- **The problem**: Put the lines of the records below, starting with the line that contains "Where is each instance of the white cloud" and going on through the line that contains "point(31, 56)", into a Markdown table with the columns No. and Text. Give each line its row number and leave out blank lines.

- **Provided information**:
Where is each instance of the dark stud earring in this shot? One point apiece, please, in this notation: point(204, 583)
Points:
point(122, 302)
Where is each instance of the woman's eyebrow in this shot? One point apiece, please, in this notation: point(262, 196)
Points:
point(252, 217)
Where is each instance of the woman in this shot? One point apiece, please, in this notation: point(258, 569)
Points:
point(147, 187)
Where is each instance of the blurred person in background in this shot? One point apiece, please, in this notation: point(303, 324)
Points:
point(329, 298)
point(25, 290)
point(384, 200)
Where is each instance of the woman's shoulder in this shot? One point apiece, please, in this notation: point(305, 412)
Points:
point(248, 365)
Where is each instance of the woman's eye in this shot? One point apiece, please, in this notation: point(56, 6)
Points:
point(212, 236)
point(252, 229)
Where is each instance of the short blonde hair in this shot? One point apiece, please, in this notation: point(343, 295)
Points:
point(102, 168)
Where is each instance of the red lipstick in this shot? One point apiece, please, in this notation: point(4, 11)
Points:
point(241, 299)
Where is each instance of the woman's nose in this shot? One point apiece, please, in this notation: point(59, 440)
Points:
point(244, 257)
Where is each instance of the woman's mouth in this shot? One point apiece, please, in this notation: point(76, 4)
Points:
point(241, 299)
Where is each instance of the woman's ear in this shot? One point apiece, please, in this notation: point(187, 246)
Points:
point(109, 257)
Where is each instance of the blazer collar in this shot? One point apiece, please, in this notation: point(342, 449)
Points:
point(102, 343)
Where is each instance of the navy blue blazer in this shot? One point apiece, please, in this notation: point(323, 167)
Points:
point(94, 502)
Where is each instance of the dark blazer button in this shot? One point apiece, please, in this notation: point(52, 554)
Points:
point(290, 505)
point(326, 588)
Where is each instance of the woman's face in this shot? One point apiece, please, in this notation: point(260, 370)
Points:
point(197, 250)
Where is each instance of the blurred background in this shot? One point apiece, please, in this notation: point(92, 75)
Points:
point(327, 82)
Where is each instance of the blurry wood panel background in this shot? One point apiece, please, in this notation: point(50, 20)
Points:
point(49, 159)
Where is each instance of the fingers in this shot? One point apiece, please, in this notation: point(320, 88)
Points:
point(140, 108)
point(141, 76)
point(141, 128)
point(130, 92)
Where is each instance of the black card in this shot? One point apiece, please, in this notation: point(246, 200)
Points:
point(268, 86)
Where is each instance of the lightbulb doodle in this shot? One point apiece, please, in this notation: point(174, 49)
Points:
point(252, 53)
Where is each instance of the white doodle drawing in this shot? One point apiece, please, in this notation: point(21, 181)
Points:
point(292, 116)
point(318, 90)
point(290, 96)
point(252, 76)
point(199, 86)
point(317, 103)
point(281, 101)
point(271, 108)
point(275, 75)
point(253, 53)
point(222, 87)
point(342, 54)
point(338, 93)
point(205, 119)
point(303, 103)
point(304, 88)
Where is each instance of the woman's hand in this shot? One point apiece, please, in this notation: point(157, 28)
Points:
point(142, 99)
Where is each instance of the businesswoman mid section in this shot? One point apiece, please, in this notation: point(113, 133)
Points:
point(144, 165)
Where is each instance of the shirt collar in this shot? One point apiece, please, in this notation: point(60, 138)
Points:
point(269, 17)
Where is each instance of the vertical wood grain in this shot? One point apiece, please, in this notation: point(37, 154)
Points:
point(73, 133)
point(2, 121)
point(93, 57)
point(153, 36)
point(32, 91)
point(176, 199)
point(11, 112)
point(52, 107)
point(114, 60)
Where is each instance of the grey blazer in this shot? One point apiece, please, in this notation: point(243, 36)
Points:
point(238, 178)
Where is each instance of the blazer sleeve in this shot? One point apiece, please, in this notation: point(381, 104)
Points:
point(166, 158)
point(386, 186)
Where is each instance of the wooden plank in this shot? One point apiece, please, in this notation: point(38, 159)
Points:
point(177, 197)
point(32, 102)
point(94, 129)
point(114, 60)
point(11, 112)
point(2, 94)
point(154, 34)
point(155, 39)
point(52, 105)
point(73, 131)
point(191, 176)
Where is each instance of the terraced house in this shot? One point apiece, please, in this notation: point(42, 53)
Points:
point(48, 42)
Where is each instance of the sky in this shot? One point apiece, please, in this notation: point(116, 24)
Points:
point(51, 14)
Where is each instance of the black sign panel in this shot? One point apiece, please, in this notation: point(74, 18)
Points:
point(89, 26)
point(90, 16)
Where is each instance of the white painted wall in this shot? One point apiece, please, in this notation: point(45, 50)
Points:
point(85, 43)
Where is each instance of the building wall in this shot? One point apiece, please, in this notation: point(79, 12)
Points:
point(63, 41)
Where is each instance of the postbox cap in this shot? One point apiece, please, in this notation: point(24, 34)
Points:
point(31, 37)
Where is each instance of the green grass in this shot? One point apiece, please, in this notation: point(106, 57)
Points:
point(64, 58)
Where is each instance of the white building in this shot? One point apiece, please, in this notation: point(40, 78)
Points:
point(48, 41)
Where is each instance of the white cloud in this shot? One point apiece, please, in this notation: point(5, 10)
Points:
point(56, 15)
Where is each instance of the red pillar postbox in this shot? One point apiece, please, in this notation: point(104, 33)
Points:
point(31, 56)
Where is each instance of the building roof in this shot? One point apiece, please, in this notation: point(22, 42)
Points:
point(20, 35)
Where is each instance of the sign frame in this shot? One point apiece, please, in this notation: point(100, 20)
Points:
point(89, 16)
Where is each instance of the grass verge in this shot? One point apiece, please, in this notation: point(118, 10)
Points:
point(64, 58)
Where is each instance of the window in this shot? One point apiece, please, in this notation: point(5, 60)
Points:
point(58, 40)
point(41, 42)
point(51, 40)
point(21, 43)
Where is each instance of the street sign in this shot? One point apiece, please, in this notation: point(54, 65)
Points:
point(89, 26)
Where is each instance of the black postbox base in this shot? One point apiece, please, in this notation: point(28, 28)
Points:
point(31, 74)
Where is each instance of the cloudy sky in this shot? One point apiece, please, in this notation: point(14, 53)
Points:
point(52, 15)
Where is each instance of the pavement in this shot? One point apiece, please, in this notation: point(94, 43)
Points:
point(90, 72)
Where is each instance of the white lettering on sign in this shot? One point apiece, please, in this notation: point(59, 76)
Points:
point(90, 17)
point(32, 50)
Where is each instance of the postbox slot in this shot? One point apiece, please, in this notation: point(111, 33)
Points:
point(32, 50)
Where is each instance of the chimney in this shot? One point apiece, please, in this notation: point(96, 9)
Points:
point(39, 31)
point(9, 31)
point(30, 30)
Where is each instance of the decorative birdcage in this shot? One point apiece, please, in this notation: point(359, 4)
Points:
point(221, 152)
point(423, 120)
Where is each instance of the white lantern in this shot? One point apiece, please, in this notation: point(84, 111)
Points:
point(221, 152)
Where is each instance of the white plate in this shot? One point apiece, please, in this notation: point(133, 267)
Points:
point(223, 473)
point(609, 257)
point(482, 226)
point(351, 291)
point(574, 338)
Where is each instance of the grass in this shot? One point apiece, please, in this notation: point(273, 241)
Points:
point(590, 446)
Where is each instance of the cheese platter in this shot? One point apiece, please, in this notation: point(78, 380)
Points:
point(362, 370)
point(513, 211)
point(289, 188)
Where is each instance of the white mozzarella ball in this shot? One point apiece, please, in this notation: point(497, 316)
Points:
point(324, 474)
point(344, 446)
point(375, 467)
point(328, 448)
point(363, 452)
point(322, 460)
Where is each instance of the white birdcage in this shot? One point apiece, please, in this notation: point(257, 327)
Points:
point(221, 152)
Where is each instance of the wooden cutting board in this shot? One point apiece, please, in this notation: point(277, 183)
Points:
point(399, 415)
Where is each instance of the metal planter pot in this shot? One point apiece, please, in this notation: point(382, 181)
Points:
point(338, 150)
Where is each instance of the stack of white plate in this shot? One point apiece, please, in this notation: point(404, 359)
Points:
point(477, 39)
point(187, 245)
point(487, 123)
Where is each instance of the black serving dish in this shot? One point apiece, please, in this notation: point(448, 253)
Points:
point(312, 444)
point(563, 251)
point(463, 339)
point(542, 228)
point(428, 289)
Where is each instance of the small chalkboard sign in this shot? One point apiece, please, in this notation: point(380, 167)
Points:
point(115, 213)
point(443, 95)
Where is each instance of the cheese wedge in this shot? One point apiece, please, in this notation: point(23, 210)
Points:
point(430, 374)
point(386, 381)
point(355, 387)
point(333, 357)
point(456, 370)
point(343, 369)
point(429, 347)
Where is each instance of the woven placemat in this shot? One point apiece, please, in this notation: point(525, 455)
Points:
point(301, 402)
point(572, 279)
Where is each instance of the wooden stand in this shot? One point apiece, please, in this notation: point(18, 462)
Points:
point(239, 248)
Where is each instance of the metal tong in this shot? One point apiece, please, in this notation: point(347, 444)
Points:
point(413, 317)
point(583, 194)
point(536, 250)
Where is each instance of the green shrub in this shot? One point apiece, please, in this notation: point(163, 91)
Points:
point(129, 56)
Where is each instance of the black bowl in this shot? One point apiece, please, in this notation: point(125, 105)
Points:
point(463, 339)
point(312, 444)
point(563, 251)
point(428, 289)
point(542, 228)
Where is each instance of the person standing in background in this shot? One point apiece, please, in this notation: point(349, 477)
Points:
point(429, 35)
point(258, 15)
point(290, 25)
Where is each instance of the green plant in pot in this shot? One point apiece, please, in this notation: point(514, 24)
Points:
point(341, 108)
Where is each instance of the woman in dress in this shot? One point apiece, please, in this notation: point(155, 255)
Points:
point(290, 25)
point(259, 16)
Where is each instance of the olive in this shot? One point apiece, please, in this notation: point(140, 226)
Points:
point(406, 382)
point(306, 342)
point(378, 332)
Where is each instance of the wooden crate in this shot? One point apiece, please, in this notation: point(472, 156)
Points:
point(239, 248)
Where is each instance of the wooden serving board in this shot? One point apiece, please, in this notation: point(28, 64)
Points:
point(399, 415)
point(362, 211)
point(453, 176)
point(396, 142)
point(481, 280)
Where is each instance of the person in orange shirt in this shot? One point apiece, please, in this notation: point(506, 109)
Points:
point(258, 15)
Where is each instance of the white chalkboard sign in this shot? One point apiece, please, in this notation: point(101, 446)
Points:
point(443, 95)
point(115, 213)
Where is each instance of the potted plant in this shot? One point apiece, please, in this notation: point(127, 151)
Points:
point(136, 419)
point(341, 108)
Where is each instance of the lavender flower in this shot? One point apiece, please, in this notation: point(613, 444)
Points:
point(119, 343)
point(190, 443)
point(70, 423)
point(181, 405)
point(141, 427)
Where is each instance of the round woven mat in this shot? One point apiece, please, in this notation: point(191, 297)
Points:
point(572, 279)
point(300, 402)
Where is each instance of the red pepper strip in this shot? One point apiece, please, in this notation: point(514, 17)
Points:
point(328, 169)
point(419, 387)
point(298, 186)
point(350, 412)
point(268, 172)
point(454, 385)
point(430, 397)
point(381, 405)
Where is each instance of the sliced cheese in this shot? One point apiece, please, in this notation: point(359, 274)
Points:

- **Reply**:
| No. | Text |
|---|---|
| 1 | Where is each instance of the white cloud in this shot? One point apiece, please, in this notation: point(5, 10) |
| 2 | Points: |
| 3 | point(56, 15) |
| 4 | Where is each instance of the red pillar postbox in this shot? One point apiece, please, in this notation: point(104, 33) |
| 5 | Points: |
| 6 | point(31, 56) |